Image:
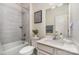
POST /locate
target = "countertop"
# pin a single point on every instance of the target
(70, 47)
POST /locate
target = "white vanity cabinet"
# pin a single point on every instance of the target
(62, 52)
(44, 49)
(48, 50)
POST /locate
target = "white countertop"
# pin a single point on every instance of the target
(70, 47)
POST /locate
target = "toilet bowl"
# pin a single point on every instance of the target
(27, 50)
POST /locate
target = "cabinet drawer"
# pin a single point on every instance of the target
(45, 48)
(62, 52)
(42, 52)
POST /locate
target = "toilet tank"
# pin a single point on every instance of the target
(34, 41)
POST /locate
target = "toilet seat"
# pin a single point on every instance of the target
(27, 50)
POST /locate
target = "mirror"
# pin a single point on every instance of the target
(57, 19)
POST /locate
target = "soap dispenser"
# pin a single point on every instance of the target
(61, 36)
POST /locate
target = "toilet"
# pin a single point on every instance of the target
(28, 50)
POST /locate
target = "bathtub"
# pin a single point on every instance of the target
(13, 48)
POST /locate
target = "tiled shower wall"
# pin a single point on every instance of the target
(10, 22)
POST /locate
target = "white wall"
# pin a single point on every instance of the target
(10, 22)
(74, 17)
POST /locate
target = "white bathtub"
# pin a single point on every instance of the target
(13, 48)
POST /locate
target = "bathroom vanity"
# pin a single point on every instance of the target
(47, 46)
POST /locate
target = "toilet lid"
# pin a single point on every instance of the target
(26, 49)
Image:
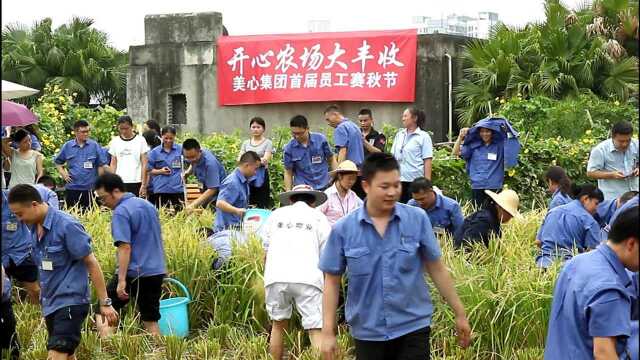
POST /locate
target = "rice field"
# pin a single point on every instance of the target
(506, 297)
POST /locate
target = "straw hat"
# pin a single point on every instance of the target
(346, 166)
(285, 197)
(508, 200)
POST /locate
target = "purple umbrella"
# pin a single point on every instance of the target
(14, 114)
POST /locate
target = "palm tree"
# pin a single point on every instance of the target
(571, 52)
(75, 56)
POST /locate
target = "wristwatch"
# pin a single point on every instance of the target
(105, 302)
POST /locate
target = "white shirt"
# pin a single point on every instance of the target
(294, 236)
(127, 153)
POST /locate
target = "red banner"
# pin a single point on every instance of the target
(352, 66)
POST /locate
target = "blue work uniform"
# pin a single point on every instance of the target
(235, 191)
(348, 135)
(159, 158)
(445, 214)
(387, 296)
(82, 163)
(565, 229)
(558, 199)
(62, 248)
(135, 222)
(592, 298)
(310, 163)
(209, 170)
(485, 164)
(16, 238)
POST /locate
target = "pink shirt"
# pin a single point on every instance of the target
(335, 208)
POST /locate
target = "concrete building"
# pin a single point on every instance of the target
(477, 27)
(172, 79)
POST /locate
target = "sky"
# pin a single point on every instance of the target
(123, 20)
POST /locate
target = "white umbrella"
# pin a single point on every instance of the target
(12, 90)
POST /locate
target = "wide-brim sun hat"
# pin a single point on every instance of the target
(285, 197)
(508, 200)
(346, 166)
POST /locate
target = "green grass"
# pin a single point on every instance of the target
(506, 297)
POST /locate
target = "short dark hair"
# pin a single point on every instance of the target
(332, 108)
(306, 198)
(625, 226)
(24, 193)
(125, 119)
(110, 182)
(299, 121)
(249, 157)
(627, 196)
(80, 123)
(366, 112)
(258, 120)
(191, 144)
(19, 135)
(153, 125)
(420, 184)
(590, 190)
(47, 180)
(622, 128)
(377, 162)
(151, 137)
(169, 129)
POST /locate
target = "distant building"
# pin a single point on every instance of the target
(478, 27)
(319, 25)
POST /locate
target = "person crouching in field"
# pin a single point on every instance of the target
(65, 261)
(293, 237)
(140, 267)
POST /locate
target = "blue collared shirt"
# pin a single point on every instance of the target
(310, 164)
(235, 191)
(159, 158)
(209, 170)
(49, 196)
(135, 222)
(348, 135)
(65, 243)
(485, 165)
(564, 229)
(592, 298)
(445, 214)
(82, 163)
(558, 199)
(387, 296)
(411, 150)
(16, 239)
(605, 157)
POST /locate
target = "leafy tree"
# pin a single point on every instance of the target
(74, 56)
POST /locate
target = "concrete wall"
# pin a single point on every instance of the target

-------

| What is required |
Scan the preceding listing for the string "toilet" and copy every line where it occurs.

| Result |
target = "toilet bowl"
target = "toilet tank"
target = "toilet seat"
target = "toilet"
target = "toilet lid"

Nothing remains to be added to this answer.